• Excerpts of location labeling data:
+--

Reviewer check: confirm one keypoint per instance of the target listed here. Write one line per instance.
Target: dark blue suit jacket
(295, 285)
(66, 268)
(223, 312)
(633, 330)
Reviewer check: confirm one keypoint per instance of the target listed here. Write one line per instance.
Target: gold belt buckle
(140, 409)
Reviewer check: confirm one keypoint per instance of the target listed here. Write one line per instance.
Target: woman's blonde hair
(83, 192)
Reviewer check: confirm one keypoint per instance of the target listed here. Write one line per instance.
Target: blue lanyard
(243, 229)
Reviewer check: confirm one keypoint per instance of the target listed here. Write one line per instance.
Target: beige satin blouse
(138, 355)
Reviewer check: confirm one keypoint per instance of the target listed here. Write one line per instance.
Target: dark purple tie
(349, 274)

+--

Swap every "keypoint" in the data above for "marker", and leave all other text the same.

• Problem solution:
Reviewer check: confirm one marker per instance of the target listed here. Write one line per instance.
Target: dark blue suit jacket
(295, 285)
(66, 268)
(223, 312)
(633, 330)
Reviewer check: confirm one marker per instance of the target listed here. Write one line per instance.
Target: gold belt buckle
(140, 409)
Reviewer check: confirm one marker per instance of the target listed here. Write one line per instance.
Target: woman's blonde hair
(83, 192)
Reviewer check: confirm one marker per instance of the target listed here. Write one line per instance.
Target: blue lanyard
(243, 229)
Reviewer check: confirm one marker per instance of the target listed here. Write one line per instance.
Target: beige satin blouse
(138, 355)
Reviewer check: confirm one marker per instance of the target listed here. Write one line per instance.
Target: dark purple tie
(349, 274)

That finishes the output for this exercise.